# DATA FOR THIS EXERCISE
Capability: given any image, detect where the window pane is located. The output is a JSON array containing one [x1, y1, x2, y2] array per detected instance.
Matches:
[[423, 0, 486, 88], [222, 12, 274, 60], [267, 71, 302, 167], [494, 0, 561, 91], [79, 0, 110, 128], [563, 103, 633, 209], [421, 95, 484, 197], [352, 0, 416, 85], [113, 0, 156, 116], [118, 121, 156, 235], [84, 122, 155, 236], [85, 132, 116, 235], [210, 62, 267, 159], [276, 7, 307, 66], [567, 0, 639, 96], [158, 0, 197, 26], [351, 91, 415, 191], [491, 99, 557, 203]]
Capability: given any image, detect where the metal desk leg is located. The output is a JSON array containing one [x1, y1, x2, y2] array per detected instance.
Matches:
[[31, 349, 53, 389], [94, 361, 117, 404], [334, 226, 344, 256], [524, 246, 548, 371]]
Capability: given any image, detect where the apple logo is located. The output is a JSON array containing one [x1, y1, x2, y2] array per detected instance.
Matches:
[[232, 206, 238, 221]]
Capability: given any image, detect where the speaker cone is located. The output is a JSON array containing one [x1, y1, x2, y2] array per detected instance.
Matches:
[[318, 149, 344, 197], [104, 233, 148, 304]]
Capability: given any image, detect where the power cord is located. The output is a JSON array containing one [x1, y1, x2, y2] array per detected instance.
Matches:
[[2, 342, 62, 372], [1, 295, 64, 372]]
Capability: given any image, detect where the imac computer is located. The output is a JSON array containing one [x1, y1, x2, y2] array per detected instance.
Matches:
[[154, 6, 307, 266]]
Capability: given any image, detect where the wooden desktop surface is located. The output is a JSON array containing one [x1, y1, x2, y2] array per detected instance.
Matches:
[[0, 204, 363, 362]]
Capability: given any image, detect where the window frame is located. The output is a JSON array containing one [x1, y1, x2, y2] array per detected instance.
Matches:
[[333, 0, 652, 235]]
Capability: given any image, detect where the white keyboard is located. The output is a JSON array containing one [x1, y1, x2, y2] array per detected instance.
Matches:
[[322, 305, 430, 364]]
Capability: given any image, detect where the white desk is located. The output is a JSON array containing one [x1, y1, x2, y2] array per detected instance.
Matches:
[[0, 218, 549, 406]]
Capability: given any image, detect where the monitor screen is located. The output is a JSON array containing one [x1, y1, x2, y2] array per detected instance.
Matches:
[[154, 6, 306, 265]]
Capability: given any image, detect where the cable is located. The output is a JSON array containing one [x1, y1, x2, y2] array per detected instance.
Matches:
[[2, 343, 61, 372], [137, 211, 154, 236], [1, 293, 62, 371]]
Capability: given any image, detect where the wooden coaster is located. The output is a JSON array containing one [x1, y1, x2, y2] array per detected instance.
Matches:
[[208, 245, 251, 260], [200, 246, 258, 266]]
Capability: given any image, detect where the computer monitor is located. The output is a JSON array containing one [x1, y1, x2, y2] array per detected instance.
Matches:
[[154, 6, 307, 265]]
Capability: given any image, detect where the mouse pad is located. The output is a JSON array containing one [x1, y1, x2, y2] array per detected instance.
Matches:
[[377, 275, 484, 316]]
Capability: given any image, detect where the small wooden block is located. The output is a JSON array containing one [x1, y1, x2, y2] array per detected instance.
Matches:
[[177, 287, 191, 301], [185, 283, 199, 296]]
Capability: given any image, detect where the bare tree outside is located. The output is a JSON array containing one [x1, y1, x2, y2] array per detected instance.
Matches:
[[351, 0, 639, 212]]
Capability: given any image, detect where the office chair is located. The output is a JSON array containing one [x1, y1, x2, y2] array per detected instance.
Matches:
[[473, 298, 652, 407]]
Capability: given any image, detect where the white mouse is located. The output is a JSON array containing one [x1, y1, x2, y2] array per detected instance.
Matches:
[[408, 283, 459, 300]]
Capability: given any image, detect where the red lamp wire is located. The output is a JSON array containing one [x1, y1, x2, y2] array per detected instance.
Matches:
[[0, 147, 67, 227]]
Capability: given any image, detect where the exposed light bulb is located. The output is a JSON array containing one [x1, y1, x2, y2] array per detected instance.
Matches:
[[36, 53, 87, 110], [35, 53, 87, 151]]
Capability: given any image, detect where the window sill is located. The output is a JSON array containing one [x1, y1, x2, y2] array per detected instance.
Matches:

# TASK DESCRIPTION
Every line of the listing above is to be written out again exactly.

# WRITTEN SOLUTION
Capability: given any image, detect where the window pane is located. The output is a JSON array containing one [x1, y1, x2, y2] array per detected instance.
Matches:
[[423, 0, 486, 88], [222, 12, 274, 60], [267, 71, 302, 167], [494, 0, 561, 91], [79, 0, 110, 128], [563, 103, 633, 209], [421, 95, 484, 197], [352, 0, 416, 85], [113, 0, 156, 116], [118, 121, 156, 235], [84, 122, 155, 236], [85, 132, 116, 235], [210, 62, 267, 159], [276, 7, 307, 66], [567, 0, 639, 96], [158, 0, 197, 26], [351, 91, 415, 191], [491, 99, 557, 203]]
Capability: given any image, detect where the metal desk leg is located. The output is a JSON array containing one [x1, y1, x2, y2] array per detected instance.
Matches:
[[31, 349, 53, 389], [94, 361, 117, 404], [334, 226, 344, 256], [524, 246, 548, 371]]
Capability: given any image, detect where the apple logo is located. The output is a JSON array containing one [x1, y1, x2, y2] array per detected instance.
Matches:
[[232, 206, 238, 221]]
Capability: given any image, detect where the speaker cone is located. The output is a JSON array containing one [x1, y1, x2, y2] array per detected instance.
Matches:
[[318, 149, 344, 197], [104, 233, 148, 304]]
Capability: given any image, detect where the power cord is located. The output is a JSON array containing one [x1, y1, x2, y2] array per detected instance.
Matches:
[[2, 342, 62, 372], [1, 295, 64, 372]]
Capability: given any image, detect where the imac computer is located. The output is a JSON array containing one [x1, y1, x2, y2] array per detected instance.
Matches:
[[154, 6, 307, 266]]
Capability: given any image, detect where the wooden desktop surface is located. The output is a JSON array containing one [x1, y1, x2, y2] array per detected instance.
Matches:
[[0, 204, 363, 362]]
Capability: given any image, detect where the window frame is located. The output is a JSON array containing one [x1, y1, x2, y2] array per detected instance.
Matches:
[[333, 0, 652, 235]]
Capability: given any image, detect where the white keyboard is located. The output is a JSON array containing one [x1, y1, x2, y2] array per detected instance.
Matches:
[[322, 305, 430, 364]]
Capability: given any image, detect where the white desk is located. The output is a JSON array containing one [x1, y1, x2, y2] array per detected instance.
Matches:
[[0, 218, 549, 406]]
Capability: given any image, detect where the monitor screen is located. The output is a JSON array containing one [x1, y1, x2, y2] array per detected instance.
Matches:
[[154, 6, 306, 265]]
Capability: given any image, detect where the cable is located. The output is a JSON array containing one [x1, y1, x2, y2] array per detected instance.
Matches:
[[2, 343, 61, 372], [137, 211, 154, 236], [1, 293, 62, 371]]
Capability: given any image, detect where the wooden coaster is located. The output is a JSON array containing one [x1, y1, x2, y2] array per detected instance.
Matches:
[[208, 245, 251, 260], [200, 246, 258, 266]]
Capability: given any image, detect where the computer monitor is located. The output is a JSON array containing one [x1, y1, x2, y2] array per detected instance.
Matches:
[[154, 6, 307, 265]]
Capability: given any image, detect where the mouse pad is located. The output is a JSON array containing one [x1, y1, x2, y2] array per detected instance.
Matches:
[[377, 275, 484, 316]]
Capability: given any image, detect where the small wooden block is located. The output is a JSON array containing one [x1, y1, x2, y2] array per detected instance.
Matches:
[[177, 287, 191, 301], [185, 283, 199, 296]]
Capability: given any image, detect where the bare tree outside is located. The output is a JSON array containing one [x1, y1, x2, y2] array per detected instance.
Matches:
[[351, 0, 639, 212]]
Capability: given any image, detect where the office chair is located. The output is a JSON array containing one [x1, y1, x2, y2] array per detected instance.
Matches:
[[473, 298, 652, 407]]
Capability: given any image, detect where the white mouse is located. The output is a JSON array containing one [x1, y1, x2, y2] array per detected instance.
Matches:
[[408, 283, 459, 300]]
Capability: given any image, detect where the red lamp wire is located. The output is a JSON array containing one [x1, y1, x2, y2] array per detected instance.
Matches:
[[0, 147, 67, 227]]
Capability: given any image, detect where the exposed light bulb is located. The output is a JSON array containing one [x1, y1, x2, y2] array per detected instance.
Matches:
[[36, 53, 87, 110], [35, 53, 87, 151]]
Capability: given any image, detect where the window sill is located. The output is a JSON array containing one [x1, y1, x2, y2] array per detected instance.
Matches:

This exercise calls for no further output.